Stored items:
====

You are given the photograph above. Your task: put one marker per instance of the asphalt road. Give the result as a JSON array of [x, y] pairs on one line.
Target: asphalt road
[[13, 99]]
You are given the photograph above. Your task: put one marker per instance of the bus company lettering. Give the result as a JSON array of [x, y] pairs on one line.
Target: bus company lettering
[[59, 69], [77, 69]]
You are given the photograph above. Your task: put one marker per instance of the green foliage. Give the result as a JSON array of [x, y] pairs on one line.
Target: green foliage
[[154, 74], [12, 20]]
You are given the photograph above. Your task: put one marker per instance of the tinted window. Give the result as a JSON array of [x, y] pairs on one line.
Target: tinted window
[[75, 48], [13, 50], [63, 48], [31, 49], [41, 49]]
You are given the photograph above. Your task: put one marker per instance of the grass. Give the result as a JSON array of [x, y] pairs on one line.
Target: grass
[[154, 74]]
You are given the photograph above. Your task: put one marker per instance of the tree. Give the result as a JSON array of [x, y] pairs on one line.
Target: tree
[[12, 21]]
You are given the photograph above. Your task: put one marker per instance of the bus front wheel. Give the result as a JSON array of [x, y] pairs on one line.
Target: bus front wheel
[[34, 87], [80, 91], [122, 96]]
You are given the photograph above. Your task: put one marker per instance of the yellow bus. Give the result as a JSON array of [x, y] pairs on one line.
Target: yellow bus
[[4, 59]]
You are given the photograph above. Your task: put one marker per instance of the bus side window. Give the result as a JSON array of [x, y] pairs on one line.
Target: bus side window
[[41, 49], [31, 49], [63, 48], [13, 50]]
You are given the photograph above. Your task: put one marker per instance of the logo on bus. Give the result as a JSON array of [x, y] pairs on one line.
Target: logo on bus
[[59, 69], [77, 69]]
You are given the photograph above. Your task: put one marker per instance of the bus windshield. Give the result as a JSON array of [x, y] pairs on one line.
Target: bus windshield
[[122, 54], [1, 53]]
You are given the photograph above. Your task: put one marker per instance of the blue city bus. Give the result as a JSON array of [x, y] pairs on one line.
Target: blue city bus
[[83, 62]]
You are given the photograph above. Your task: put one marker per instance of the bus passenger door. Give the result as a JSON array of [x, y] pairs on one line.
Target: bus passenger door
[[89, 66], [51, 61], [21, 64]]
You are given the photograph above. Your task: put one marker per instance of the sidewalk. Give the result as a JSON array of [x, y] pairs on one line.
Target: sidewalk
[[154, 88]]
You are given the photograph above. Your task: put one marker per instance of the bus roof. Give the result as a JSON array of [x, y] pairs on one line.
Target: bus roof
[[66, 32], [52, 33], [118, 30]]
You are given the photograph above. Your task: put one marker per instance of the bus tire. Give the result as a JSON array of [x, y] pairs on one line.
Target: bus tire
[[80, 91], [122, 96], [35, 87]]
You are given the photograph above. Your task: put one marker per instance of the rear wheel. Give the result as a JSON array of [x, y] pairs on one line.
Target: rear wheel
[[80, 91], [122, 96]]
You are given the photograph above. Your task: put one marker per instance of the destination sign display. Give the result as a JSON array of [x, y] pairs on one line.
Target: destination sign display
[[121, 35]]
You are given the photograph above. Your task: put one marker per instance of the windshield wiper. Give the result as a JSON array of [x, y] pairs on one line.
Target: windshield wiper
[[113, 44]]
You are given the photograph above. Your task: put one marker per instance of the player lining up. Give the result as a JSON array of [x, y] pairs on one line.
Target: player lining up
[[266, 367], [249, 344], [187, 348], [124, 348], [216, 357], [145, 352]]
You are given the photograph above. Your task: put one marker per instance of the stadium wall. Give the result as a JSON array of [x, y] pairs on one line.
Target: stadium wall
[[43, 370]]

====

■ HOW TO COMPLETE THIS TASK: An exact copy of every line above is what this asks for.

■ RESPONSE:
You are given the photograph above. Your task: put one marker per instance of the asphalt road. Give the result as a JSON array of [x, y] pairs on one line.
Target: asphalt road
[[13, 99]]
You are given the photograph above. Your task: put one marker per instance of the bus company lettering. Give the result as a JSON array of [x, y] pairs on one line.
Target: bus company lettering
[[59, 69], [77, 69]]
You are given the photograph above. Your task: put one marker per instance of the green foliage. Give the result as a JSON array of [x, y] pairs on one line.
Target: green foliage
[[154, 74], [12, 20]]
You are given the photograph above. Your task: put one marker per instance of the tinted window. Give the result as a JSON array of [x, y] pairs on one line.
Target: tinted window
[[75, 48], [13, 50], [63, 48], [31, 49], [41, 49]]
You are given the photograph above. Your task: put one marker per instance of the grass. Give the result as a JSON array of [x, y] pairs on one line.
Target: grass
[[154, 74]]
You are given the photograph above. Your task: put one marker per instance of the tree. Give the result as a JSON array of [x, y] pairs on one line.
Target: tree
[[12, 21]]
You are given the photograph above. Your task: put one marker per instance of the bus front wheel. Give the result as a JSON array of [x, y] pairs on one line.
Target: bus front wheel
[[34, 87], [80, 91], [122, 96]]
You are given the photograph above. Your task: put one marker per instance of the yellow bus. Give the result as a JSON array of [x, y] pairs on one line.
Target: yellow bus
[[4, 59]]
You are given the photograph above. Your task: put one marker per instance of the bus side window. Give the result as a JSON array of [x, y] pairs on one line.
Target: bus side window
[[41, 49], [31, 49], [63, 48], [13, 50]]
You are given the photograph above. Your task: put one marker per instance of the logo on bus. Give the result as a JSON array of [x, y] pairs on one line.
Target: logo on bus
[[59, 69], [77, 69]]
You are given the photograph above. Your task: put one marker per instance of the bus windshield. Give the result as a JSON array of [x, y] pairs on one line.
Target: bus windshield
[[122, 54], [1, 53]]
You are given the photograph above. Your task: put one marker per instance of the blue city bus. Give the result as a JSON array of [x, y] pairs on one line.
Target: blue city bus
[[83, 62]]
You are given the photograph above. Your task: put one marker per instance of the bus passenger door. Give the result as a JSON array of [x, y] pairs on one line.
Target: bus passenger door
[[89, 66], [51, 61], [21, 64]]
You are given the photograph above. Your task: put one marker per instance of the sidewalk. Give the result as a JSON array of [x, y] pairs on one line.
Target: sidewalk
[[154, 88]]
You are given the photograph above. Your task: put one marker per instance of the bus roof. Give the result as a JSON array of [x, y] pairs on one line.
Target: bus roof
[[66, 32], [52, 33], [118, 30]]
You are given the photograph above. Your task: put one marker per instance of the bus tire. Give the result as a JSON array of [x, y] pairs on one line.
Target: bus tire
[[80, 91], [122, 96], [35, 87]]
You are given the photograph above. Your task: put one marker per instance of the rear wheel. Give the result as a JSON array of [x, y] pairs on one line.
Target: rear wheel
[[80, 91], [122, 96]]
You are given the photograph above. Your task: put one marker per instance of the destination sign display. Give the result as a JSON array of [x, y] pairs on one line.
Target: destination sign display
[[121, 35]]
You are given the photograph above. Your task: put one marker per instance of the windshield wiper. Give the result as a JSON array of [x, y] pairs on one line.
Target: windshield wiper
[[113, 44]]
You are given the photograph above. Your task: put one marker per instance of the player lining up. Give the result as a JSON array of [x, y] pairs on one line.
Target: player lining up
[[266, 367], [249, 344], [187, 348], [124, 348], [216, 357], [145, 352]]
You are given the photograph above. Your task: put one marker per instance of the stadium wall. Give the result as a JSON array of [x, y] pairs on one line.
Target: stadium wall
[[43, 370]]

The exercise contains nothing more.